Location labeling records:
----------

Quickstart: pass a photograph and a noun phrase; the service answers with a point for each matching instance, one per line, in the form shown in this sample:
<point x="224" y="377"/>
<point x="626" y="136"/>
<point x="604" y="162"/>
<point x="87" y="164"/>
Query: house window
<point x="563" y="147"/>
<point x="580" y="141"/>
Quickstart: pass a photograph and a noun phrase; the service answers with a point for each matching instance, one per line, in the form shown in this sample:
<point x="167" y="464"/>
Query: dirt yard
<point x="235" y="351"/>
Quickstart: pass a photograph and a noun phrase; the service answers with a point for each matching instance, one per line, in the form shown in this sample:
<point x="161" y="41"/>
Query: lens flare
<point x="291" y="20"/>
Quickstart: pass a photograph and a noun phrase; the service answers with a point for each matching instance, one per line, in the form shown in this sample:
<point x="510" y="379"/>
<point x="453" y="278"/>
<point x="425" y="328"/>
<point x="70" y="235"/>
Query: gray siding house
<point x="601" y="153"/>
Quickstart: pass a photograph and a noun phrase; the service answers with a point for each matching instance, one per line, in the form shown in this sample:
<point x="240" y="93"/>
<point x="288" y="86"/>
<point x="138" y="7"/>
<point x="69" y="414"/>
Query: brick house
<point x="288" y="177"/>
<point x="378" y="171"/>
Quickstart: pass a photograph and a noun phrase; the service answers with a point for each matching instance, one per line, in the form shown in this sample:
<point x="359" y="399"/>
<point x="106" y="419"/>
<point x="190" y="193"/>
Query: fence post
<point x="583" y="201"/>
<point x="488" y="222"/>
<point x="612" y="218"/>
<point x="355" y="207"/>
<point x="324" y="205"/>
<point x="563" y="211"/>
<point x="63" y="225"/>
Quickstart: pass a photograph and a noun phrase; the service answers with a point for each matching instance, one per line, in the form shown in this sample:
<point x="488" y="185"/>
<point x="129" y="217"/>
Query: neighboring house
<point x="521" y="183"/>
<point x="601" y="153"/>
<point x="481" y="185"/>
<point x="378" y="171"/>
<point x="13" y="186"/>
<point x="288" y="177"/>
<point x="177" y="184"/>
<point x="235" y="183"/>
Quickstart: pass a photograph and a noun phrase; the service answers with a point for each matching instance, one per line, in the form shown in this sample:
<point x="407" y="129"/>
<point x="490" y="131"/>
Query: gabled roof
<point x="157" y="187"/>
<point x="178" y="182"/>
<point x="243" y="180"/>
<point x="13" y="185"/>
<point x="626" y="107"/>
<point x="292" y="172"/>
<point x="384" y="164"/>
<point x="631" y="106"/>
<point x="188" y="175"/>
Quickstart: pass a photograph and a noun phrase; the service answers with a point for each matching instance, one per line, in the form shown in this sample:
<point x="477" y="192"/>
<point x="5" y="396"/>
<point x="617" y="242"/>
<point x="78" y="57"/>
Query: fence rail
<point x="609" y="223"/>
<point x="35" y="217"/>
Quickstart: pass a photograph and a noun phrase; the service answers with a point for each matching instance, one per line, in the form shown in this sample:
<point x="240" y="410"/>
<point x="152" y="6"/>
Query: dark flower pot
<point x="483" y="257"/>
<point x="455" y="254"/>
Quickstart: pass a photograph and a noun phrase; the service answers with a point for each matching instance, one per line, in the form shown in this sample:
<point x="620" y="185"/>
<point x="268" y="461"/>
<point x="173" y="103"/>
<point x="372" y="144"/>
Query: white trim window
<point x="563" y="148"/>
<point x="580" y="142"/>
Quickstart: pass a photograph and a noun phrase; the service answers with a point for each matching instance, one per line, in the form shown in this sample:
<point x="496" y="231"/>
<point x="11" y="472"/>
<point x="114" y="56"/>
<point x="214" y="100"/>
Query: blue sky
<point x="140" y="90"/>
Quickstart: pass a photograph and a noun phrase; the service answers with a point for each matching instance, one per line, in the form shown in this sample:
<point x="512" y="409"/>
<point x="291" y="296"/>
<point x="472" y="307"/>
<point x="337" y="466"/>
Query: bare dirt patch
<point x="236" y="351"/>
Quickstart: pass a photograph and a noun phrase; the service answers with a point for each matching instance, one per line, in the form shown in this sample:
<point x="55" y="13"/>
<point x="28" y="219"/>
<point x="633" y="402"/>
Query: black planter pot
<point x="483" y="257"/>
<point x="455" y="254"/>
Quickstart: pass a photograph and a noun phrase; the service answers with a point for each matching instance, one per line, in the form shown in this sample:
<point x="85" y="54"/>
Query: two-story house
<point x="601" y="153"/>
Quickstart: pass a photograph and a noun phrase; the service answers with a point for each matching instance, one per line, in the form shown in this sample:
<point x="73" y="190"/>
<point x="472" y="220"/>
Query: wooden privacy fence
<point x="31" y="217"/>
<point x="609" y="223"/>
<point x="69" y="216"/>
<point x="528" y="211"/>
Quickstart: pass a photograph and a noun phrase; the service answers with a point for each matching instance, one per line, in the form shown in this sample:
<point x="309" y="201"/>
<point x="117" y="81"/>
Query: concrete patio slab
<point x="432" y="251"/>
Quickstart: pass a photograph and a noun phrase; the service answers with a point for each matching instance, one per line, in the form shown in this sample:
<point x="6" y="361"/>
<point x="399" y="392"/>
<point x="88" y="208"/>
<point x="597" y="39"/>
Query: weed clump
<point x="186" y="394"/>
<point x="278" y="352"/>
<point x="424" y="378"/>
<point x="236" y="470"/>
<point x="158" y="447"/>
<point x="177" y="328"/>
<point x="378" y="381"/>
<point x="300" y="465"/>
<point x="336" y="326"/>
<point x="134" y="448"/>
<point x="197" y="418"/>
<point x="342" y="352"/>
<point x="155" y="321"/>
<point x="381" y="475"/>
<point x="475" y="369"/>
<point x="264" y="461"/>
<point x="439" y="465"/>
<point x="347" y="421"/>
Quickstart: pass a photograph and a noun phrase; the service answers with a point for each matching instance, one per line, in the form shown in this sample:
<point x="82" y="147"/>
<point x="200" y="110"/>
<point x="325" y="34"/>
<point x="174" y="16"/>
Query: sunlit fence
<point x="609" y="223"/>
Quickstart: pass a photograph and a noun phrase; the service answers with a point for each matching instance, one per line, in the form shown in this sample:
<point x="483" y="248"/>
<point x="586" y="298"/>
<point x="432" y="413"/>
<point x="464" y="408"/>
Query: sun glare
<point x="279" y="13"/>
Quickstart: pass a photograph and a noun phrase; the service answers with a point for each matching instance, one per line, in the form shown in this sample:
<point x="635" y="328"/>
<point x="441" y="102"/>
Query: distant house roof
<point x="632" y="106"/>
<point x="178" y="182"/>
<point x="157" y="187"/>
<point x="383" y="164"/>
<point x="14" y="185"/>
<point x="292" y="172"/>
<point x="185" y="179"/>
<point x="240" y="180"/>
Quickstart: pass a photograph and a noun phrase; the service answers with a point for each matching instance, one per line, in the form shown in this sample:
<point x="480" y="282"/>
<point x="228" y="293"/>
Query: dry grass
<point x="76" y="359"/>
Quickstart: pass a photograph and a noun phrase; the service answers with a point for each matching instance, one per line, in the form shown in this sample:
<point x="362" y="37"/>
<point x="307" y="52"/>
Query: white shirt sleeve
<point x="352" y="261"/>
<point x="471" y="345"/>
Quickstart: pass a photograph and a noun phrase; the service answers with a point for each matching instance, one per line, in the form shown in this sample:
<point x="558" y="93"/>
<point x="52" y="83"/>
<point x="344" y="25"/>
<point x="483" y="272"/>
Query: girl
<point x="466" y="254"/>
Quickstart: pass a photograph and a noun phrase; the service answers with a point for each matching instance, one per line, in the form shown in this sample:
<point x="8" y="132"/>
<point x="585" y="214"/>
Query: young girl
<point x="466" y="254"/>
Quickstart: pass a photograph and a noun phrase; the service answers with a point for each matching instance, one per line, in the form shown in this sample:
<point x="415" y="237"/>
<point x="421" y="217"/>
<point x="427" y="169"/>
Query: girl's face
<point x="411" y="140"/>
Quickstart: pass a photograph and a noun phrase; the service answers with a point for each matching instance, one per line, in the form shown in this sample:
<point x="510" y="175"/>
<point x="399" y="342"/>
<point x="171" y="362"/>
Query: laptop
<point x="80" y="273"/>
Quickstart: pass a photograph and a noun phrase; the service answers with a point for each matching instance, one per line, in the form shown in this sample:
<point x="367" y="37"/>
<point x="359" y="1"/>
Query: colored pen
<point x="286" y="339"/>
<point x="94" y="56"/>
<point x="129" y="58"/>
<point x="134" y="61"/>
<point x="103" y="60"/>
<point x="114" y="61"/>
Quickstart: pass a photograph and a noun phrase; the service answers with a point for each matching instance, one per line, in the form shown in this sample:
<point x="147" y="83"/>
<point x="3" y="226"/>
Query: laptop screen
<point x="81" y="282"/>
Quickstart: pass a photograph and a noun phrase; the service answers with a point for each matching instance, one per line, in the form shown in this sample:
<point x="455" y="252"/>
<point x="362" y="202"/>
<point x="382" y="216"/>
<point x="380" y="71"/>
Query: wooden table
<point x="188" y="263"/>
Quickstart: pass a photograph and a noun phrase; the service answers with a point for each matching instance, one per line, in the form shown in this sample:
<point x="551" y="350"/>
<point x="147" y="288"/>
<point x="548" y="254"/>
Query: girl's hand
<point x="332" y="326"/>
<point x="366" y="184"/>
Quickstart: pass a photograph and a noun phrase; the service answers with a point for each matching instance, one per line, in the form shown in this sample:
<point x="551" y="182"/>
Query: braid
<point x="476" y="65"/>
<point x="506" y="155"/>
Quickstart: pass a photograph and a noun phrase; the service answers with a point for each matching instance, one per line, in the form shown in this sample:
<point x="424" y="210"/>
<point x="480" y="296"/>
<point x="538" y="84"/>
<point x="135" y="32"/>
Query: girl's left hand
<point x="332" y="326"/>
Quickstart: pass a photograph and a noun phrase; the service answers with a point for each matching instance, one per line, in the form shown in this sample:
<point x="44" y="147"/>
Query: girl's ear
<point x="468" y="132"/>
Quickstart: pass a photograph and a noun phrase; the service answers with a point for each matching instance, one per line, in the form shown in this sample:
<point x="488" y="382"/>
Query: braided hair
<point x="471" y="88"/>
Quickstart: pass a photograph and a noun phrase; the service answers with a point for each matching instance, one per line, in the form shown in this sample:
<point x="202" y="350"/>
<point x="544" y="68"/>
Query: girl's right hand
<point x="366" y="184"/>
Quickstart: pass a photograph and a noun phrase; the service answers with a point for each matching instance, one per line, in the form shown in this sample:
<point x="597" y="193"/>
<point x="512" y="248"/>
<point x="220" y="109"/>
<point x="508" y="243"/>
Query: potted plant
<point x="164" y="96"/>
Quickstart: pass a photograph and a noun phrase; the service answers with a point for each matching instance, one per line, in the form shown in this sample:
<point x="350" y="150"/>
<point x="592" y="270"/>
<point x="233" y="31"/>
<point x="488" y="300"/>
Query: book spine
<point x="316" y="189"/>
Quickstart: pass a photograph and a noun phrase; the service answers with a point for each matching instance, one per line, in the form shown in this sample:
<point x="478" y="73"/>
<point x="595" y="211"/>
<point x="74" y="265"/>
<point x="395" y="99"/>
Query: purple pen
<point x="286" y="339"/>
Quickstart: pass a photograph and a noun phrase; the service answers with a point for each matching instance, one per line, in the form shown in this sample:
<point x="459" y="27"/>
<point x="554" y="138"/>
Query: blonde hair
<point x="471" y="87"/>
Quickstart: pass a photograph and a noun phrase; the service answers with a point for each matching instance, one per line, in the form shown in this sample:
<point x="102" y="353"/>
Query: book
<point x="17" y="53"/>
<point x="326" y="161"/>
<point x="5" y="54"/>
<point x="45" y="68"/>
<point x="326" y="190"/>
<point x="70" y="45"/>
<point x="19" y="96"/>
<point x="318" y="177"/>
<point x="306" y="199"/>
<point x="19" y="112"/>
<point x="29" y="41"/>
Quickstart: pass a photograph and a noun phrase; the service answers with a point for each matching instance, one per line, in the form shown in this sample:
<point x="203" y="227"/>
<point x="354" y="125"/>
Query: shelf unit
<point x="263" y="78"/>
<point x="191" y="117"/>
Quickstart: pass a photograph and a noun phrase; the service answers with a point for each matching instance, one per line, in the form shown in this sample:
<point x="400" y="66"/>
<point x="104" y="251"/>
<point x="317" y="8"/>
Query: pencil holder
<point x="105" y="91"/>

----------

> **WORK TO COMPLETE**: Count how many lines of the records include the string "window", with case counting. Give only the number.

> **EXERCISE OUTPUT**: 2